● **DIRECTIONS FOR THIS TASK**
Report the number of lines in the records below that contain the word "white", and nothing more.

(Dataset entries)
---+---

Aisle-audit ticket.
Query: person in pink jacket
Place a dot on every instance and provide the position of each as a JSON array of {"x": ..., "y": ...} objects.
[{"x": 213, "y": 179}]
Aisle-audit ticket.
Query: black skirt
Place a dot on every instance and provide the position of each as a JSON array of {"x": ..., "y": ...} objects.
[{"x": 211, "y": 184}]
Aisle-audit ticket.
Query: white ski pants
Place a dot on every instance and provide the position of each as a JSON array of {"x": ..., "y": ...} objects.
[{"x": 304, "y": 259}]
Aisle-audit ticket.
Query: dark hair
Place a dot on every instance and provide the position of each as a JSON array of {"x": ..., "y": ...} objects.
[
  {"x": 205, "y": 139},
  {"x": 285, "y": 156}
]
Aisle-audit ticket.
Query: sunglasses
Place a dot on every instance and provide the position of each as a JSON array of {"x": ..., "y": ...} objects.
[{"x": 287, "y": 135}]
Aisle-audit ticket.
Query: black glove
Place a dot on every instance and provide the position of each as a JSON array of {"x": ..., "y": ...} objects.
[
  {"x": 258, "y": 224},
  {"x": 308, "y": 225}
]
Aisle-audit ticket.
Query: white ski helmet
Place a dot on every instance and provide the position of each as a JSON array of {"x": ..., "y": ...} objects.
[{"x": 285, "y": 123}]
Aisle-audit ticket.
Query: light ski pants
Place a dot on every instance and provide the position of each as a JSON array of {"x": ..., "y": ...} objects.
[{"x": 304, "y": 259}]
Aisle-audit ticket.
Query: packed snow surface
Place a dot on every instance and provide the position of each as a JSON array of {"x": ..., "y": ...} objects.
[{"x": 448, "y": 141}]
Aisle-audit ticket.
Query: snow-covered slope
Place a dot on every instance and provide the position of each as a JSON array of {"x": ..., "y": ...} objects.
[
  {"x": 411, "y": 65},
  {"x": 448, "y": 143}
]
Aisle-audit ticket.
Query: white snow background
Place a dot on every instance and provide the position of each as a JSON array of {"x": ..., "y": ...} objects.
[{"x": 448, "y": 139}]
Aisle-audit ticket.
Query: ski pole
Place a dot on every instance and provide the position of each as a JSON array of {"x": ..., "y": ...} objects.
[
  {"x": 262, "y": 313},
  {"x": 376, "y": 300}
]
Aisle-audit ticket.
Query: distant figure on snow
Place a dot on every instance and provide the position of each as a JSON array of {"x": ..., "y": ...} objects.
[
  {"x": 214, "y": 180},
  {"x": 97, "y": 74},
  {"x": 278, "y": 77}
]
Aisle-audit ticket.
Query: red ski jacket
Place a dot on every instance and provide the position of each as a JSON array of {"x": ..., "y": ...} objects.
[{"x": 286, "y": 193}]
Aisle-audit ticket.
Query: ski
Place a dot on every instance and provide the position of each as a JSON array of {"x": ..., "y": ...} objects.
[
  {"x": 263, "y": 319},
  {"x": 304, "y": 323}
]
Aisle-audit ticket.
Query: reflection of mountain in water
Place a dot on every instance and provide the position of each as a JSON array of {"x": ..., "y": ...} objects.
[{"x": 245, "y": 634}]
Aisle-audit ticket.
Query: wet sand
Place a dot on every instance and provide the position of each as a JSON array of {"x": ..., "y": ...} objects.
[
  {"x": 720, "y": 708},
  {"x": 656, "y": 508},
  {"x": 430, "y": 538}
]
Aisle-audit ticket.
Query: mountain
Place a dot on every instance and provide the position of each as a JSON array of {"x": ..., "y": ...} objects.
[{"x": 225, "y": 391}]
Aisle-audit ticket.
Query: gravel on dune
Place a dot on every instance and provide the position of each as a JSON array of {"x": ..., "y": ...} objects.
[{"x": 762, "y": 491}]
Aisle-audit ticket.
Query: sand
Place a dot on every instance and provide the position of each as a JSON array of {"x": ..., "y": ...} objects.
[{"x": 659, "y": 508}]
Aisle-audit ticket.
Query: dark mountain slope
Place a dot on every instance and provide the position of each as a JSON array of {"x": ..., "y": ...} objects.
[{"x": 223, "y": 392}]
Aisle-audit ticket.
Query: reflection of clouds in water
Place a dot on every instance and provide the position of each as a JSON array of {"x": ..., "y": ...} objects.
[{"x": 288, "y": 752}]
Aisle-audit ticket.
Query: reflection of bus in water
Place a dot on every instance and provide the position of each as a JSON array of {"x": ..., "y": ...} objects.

---+---

● **EXERCISE RESULT**
3